> [Data]:

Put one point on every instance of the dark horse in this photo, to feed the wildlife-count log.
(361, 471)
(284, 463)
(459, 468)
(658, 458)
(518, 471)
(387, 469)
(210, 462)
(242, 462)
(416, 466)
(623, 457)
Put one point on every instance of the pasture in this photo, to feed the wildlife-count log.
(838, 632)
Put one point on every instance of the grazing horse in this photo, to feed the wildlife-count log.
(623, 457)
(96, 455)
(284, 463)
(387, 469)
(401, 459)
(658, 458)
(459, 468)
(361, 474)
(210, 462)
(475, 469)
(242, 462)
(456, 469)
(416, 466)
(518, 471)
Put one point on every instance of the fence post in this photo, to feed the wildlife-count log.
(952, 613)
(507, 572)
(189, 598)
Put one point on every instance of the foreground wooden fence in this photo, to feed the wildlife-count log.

> [Directive]: Reproduce the data above, substituting "pasture survey sheet" for every occurrence of "wildlife-count log" and leaving everything else unchanged.

> [Exercise answer]:
Put one point on every instance of the dark horse in this photo, to feed the pasture survey sheet.
(361, 471)
(284, 463)
(459, 468)
(658, 458)
(518, 471)
(387, 469)
(210, 462)
(242, 462)
(416, 466)
(623, 457)
Put one point on every instance of the pasture in this photo, to feed the pasture survey sheet.
(838, 632)
Put one point on every instance of the grazing horse in this photo, to feed the pasture survey sheet.
(623, 457)
(96, 455)
(284, 463)
(387, 469)
(401, 459)
(658, 458)
(459, 468)
(361, 474)
(210, 462)
(475, 469)
(242, 462)
(456, 469)
(416, 466)
(518, 471)
Put one point on every instance of the fence post in this photo, to feed the pasture survey sheet.
(952, 613)
(507, 572)
(189, 598)
Put one point on every instance of the foreground wooden fence in this photo, to feed the pasture survey sheet.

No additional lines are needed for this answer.